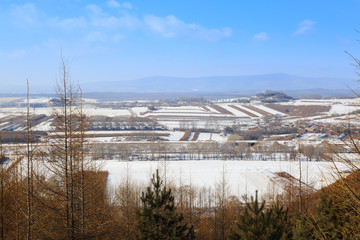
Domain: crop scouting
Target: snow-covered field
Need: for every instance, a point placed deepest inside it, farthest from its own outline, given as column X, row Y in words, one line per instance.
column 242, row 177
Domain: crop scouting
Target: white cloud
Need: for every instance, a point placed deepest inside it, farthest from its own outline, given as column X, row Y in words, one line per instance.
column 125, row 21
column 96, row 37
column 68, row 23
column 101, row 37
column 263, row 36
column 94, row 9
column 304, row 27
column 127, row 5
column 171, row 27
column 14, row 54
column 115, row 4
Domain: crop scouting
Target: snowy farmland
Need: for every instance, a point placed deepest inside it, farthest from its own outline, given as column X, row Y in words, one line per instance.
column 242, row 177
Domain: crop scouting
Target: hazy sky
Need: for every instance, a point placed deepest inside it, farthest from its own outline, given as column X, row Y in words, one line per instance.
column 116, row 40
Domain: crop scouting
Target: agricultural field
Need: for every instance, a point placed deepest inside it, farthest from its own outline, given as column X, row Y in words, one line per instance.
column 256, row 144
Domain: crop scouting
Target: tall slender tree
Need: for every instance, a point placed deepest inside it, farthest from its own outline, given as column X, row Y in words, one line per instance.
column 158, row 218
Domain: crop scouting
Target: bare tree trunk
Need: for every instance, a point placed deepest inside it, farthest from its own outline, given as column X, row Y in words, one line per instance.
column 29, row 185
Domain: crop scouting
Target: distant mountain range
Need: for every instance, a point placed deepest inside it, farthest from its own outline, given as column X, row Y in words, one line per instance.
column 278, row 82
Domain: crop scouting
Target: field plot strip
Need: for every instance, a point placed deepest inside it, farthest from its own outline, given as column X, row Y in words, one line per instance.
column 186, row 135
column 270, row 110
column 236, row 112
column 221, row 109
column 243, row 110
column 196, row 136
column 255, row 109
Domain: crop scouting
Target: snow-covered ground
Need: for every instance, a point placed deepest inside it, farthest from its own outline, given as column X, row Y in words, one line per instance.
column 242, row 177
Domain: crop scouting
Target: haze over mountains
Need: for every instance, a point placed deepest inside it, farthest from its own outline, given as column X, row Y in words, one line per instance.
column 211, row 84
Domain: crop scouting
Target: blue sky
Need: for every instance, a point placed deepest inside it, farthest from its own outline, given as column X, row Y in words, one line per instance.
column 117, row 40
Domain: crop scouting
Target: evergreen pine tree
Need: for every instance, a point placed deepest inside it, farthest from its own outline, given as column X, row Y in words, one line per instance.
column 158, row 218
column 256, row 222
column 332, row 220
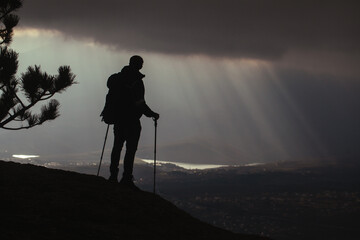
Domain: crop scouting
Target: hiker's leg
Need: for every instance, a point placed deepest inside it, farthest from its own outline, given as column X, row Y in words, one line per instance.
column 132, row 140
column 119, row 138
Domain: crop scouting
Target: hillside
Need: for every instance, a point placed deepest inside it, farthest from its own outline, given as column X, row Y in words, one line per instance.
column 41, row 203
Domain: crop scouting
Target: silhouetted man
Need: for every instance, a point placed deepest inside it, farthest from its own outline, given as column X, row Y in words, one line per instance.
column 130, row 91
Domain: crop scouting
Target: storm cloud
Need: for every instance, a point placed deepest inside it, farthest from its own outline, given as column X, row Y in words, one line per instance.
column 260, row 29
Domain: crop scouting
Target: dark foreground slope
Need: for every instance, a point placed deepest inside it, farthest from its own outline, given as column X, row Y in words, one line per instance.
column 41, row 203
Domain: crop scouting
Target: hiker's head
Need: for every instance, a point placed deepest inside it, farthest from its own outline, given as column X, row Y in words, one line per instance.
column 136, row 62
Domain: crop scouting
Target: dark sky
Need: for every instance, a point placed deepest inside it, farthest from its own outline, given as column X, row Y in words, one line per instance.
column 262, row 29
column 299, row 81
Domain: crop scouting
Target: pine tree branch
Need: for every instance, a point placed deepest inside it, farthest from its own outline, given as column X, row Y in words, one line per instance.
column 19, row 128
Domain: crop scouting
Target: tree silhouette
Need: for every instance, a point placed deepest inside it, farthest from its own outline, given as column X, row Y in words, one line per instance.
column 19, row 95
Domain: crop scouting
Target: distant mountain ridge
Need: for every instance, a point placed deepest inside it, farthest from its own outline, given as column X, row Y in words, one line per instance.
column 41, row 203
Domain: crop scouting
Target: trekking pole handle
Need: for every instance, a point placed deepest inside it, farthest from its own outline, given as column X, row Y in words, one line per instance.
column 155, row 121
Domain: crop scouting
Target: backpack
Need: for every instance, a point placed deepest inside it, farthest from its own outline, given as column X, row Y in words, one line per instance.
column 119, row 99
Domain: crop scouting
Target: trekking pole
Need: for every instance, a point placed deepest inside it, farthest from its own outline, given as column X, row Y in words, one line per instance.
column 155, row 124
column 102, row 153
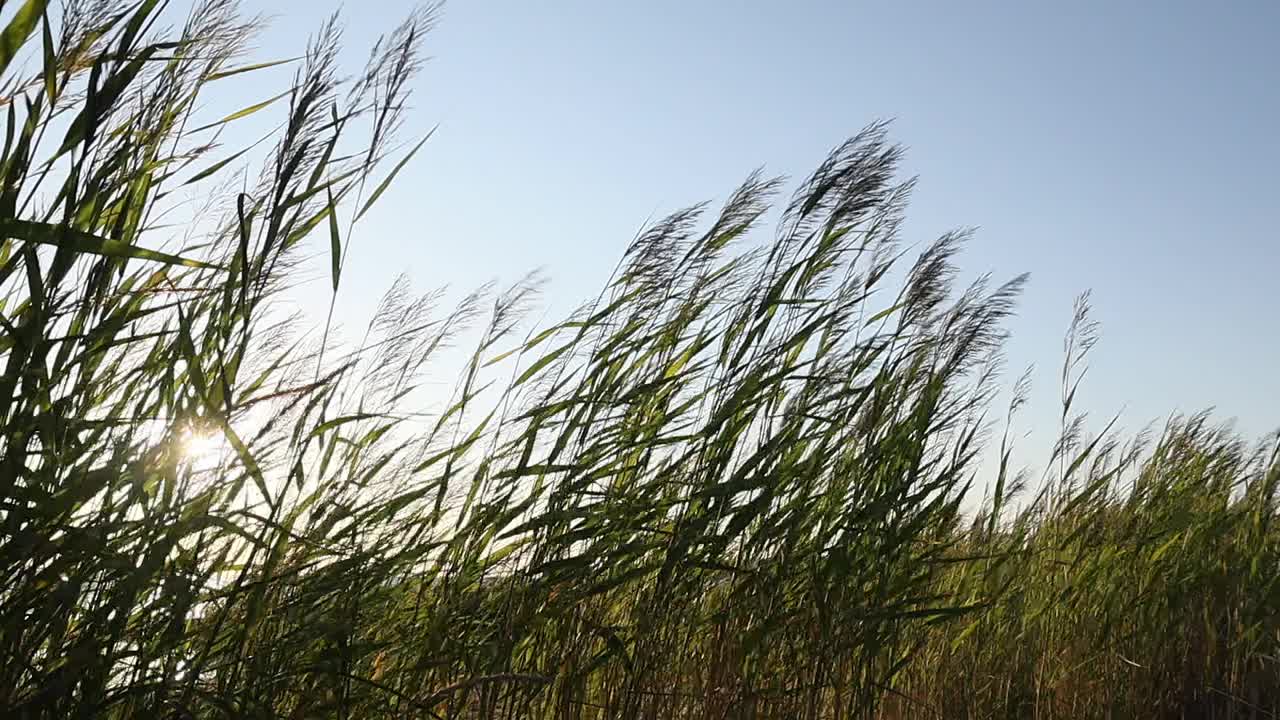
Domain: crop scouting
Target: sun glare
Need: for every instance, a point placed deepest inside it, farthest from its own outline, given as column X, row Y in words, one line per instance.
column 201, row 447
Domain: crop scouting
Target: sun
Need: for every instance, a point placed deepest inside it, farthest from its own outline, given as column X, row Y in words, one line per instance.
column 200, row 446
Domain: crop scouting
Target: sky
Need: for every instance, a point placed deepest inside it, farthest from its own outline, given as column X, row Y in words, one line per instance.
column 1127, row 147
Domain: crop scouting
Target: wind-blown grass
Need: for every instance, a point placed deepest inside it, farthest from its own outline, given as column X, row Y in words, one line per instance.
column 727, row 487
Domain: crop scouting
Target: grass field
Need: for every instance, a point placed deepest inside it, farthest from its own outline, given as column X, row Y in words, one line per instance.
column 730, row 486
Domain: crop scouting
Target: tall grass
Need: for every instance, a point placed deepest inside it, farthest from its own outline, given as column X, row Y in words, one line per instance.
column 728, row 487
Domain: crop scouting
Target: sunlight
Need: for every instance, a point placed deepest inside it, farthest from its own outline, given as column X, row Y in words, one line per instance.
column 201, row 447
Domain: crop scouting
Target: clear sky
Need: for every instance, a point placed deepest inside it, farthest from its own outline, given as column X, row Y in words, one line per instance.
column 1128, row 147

■ ■ ■ ■ ■

PROBLEM
Exclude the pictures and repeat every other part of the records word for word.

FULL OUTPUT
Domain: crop scouting
Target: snow-covered field
Need: for every instance, a point placed deepest inside it, farthest from its own outline, given as column X, row Y in words, one line per instance.
column 242, row 177
Domain: crop scouting
Target: white cloud
Need: for every instance, a point placed deepest inside it, farthest from its own outline, given as column X, row Y in words, one line per instance.
column 125, row 21
column 96, row 37
column 68, row 23
column 101, row 37
column 263, row 36
column 94, row 9
column 304, row 27
column 127, row 5
column 171, row 27
column 14, row 54
column 115, row 4
Domain: crop scouting
Target: snowy farmland
Need: for every instance, a point placed deepest inside it, farthest from its own outline, given as column X, row Y in words, one line per instance.
column 242, row 177
Domain: crop scouting
Target: hazy sky
Need: for every instance, a point placed deepest inside it, farthest from its own outline, given as column X, row Y in words, one line per instance.
column 116, row 40
Domain: crop scouting
Target: agricultural field
Need: for every instance, a point placed deepest inside it, farthest from its own outline, given as column X, row Y in words, one line per instance.
column 256, row 144
Domain: crop scouting
Target: tall slender tree
Need: for every instance, a point placed deepest inside it, farthest from its own outline, given as column X, row Y in words, one line per instance.
column 158, row 218
Domain: crop scouting
Target: bare tree trunk
Need: for every instance, a point placed deepest inside it, farthest from its own outline, given as column X, row Y in words, one line per instance.
column 29, row 185
Domain: crop scouting
Target: distant mountain range
Need: for every instance, a point placed deepest inside it, farthest from its own outline, given as column X, row Y in words, one line per instance.
column 278, row 82
Domain: crop scouting
Target: field plot strip
Need: for every instance, a point placed deepest inside it, farthest from its own outline, given as column X, row Y in words, one line per instance.
column 186, row 135
column 270, row 110
column 236, row 112
column 221, row 109
column 243, row 110
column 196, row 136
column 255, row 109
Domain: crop scouting
Target: snow-covered ground
Need: for every instance, a point placed deepest inside it, farthest from its own outline, given as column X, row Y in words, one line per instance.
column 242, row 177
Domain: crop scouting
Target: haze over mountains
Need: for every instance, a point placed deepest inside it, farthest from its own outline, given as column X, row Y in words, one line per instance.
column 211, row 84
Domain: crop scouting
Target: blue sky
Need: for every instance, a point placed deepest inside it, farthest from its own outline, given as column X, row Y in words, one line per instance.
column 117, row 40
Domain: crop scouting
Target: evergreen pine tree
Need: for every instance, a point placed deepest inside it, farthest from its own outline, given as column X, row Y in words, one line per instance.
column 158, row 218
column 256, row 222
column 332, row 220
Domain: crop scouting
Target: hiker's leg
Need: for every instance, a point placed deepest inside it, farthest from its own outline, given as column X, row Y in words, one line per instance.
column 132, row 140
column 119, row 138
Domain: crop scouting
Target: hillside
Need: for every instance, a point placed deepest inside it, farthest from its own outline, given as column X, row Y in words, one line per instance.
column 41, row 203
Domain: crop scouting
Target: silhouetted man
Need: for every instance, a point placed deepest inside it, farthest from its own outline, given as column X, row Y in words, one line per instance.
column 130, row 91
Domain: crop scouting
Target: storm cloud
Need: for every instance, a point placed deepest inside it, farthest from its own outline, given as column X, row Y in words, one line per instance.
column 260, row 29
Domain: crop scouting
Target: dark foreground slope
Need: for every instance, a point placed deepest inside it, farthest from its own outline, given as column X, row Y in words, one line per instance.
column 41, row 203
Domain: crop scouting
Target: hiker's head
Need: for every instance, a point placed deepest inside it, farthest from its own outline, given as column X, row Y in words, one line per instance.
column 136, row 62
Domain: crop scouting
Target: dark sky
Need: for every instance, a point placed deepest inside it, farthest from its own outline, given as column X, row Y in words, one line per instance.
column 262, row 29
column 299, row 81
Domain: crop scouting
Target: pine tree branch
Need: for every instance, a point placed deepest inside it, farthest from its own outline, given as column X, row Y in words, one line per instance.
column 19, row 128
Domain: crop scouting
Target: tree silhouette
Need: for every instance, a point placed deepest inside it, farthest from its own outline, given as column X, row Y in words, one line per instance.
column 19, row 95
Domain: crop scouting
Target: distant mountain ridge
Need: for every instance, a point placed deepest inside it, farthest from its own outline, given as column X, row Y in words, one line per instance.
column 41, row 203
Domain: crop scouting
Target: trekking pole handle
Need: for every instance, a point placed deepest inside it, farthest from its own outline, given as column X, row Y in words, one line per instance.
column 155, row 121
Domain: crop scouting
Target: backpack
Need: for every instance, a point placed deepest inside it, farthest from its own outline, given as column X, row Y in words, one line per instance.
column 119, row 99
Domain: crop scouting
Target: trekking pole
Need: for every instance, a point placed deepest inside it, farthest from its own outline, given as column X, row Y in words, one line per instance.
column 155, row 124
column 102, row 153
Domain: crop scouting
Target: sun glare
Need: for every instance, a point placed deepest inside it, farthest from its own outline, given as column X, row Y in words, one line per instance.
column 201, row 447
Domain: crop scouting
Target: sun
Need: for every instance, a point placed deepest inside it, farthest from its own outline, given as column X, row Y in words, one line per instance.
column 200, row 446
Domain: crop scouting
Target: sky
Need: for every instance, a point placed deepest inside it, farthest from its own outline, given as column X, row Y in words, one line per instance.
column 1127, row 147
Domain: crop scouting
Target: wind-blown grass
Need: for every instance, a point placed deepest inside it, farthest from its own outline, given as column X, row Y in words, one line per instance.
column 727, row 487
Domain: crop scouting
Target: grass field
Need: for every instance, a point placed deepest inside it, farthest from its own outline, given as column X, row Y in words, one line per instance.
column 730, row 486
Domain: crop scouting
Target: tall grass
Need: for every instance, a point placed deepest inside it, farthest from its own outline, given as column X, row Y in words, one line per instance.
column 728, row 487
Domain: crop scouting
Target: sunlight
Need: for every instance, a point placed deepest inside it, farthest from its own outline, given as column X, row Y in words, one line per instance.
column 201, row 447
Domain: crop scouting
Target: clear sky
Need: for every instance, a point placed deepest inside it, farthest from its own outline, given as column X, row Y in words, one line per instance.
column 1128, row 147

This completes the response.